Prompt: Format every line of the records below as a numbered list, leaving out any blank lines.

Records shown:

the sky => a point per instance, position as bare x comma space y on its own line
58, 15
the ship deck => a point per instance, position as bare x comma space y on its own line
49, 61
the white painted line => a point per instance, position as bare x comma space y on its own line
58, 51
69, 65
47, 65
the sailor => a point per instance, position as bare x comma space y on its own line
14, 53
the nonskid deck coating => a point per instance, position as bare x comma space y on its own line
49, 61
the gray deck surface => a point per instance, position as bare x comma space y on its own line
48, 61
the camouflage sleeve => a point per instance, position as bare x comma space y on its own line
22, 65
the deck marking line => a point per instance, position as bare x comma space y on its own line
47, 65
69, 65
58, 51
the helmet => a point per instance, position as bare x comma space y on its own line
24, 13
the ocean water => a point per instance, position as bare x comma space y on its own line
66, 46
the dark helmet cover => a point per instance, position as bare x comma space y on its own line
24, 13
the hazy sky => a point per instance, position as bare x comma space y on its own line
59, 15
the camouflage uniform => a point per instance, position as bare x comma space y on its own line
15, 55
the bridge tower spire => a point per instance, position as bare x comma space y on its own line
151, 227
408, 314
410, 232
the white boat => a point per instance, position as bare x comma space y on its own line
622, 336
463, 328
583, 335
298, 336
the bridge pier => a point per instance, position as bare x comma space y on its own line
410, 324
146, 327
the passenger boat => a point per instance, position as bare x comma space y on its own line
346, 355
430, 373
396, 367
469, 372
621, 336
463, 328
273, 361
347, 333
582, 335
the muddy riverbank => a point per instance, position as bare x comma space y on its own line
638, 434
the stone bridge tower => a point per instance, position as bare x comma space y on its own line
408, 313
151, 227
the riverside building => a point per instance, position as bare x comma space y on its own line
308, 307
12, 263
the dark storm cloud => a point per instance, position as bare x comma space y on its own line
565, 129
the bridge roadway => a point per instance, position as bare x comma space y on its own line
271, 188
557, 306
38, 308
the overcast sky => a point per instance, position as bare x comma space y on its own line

Output below:
1. the sky => a point per instance, position as bare x comma space y on its own line
2. 58, 15
3. the ship deck => a point per instance, position as bare x comma space y on its own line
4. 49, 61
5. the white painted line => a point per instance, position as bare x comma space y on its own line
6. 58, 51
7. 69, 65
8. 47, 65
9. the sailor => a point per instance, position as bare x comma space y on its own line
10. 14, 53
11. the nonskid deck coating => a point per instance, position as bare x comma space y on its own line
12. 49, 61
13. the gray deck surface => a point per instance, position as bare x comma space y on its own line
14. 48, 61
15. the camouflage sleeve => a point per instance, position as bare x comma space y on its own line
16. 22, 65
17. the deck marking line => a point per instance, position as bare x comma space y on its own line
18. 47, 65
19. 69, 65
20. 58, 51
21. the helmet => a point per instance, position as bare x comma space y on its own line
22. 24, 13
23. the ocean water => a point per instance, position as bare x comma space y on its own line
24. 66, 46
25. the dark helmet cover => a point per instance, position as bare x comma space y on its own line
26. 24, 13
27. the hazy sky => a point per instance, position as bare x comma space y on its own line
28. 59, 15
29. the camouflage uniform => a point per instance, position as bare x comma space y on its own line
30. 15, 55
31. the bridge tower spire => a point per instance, position as bare x comma space y on its own line
32. 151, 227
33. 408, 314
34. 410, 232
35. the white boat => a point per instance, position as bare x comma space y on its own line
36. 622, 336
37. 463, 328
38. 583, 335
39. 298, 336
40. the bridge pier => a point per instance, position as bare x comma space y on its own line
41. 410, 324
42. 146, 327
43. the passenger boat => a point per instance, position as bare x comma space y on its own line
44. 346, 355
45. 430, 373
46. 396, 367
47. 469, 372
48. 621, 336
49. 463, 328
50. 273, 361
51. 347, 333
52. 582, 335
53. the muddy riverbank => a point per instance, position as bare x comma space y on its own line
54. 638, 434
55. the stone bridge tower => a point per instance, position as bare x comma space y on its own line
56. 408, 313
57. 151, 227
58. the riverside building => a point per instance, position as bare x comma space y on its own line
59. 308, 307
60. 12, 263
61. the dark storm cloud => a point per instance, position as bare x comma space y on its own line
62. 565, 129
63. the bridge roadway => a point per instance, position as bare x comma space y on its own line
64. 271, 188
65. 557, 306
66. 38, 308
67. the overcast sky => a point per instance, position as bare x comma space y on its own line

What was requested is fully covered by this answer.